[START OF Given records]

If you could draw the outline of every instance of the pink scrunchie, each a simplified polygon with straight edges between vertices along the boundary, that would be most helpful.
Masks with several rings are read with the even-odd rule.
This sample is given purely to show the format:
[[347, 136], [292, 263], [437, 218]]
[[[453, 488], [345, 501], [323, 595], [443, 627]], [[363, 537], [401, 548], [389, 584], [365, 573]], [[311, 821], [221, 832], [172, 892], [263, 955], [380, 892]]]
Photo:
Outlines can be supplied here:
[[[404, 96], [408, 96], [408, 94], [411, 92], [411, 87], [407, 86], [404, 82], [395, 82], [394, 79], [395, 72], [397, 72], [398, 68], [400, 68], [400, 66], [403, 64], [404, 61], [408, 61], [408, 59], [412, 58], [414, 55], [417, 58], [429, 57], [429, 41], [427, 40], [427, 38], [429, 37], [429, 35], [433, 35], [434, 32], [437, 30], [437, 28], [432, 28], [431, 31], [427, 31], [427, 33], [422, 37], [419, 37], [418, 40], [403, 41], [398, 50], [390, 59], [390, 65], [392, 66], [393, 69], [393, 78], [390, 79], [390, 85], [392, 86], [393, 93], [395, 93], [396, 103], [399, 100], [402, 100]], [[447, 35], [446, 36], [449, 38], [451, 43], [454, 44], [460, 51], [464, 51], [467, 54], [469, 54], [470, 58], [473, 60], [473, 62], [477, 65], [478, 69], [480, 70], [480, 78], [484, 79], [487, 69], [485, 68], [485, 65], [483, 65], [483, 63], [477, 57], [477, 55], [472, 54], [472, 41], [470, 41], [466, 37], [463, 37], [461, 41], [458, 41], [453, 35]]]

[END OF Given records]

To do » Please reproduce the stretch of data from its first line through the line containing "Outlines can be", including both of those lines.

Written answer »
If you could draw the outline of every instance of the pink scrunchie, each a simplified polygon with straight edges between vertices along the boundary, that would be most helpful.
Masks with several rings are read with the even-odd rule.
This sample is given purely to show the format:
[[347, 136], [292, 263], [437, 218]]
[[[453, 488], [345, 501], [323, 595], [443, 627]], [[363, 537], [401, 548], [389, 584], [365, 573]], [[311, 821], [221, 832], [172, 892], [263, 955], [380, 892]]]
Photo:
Outlines can be supplied here:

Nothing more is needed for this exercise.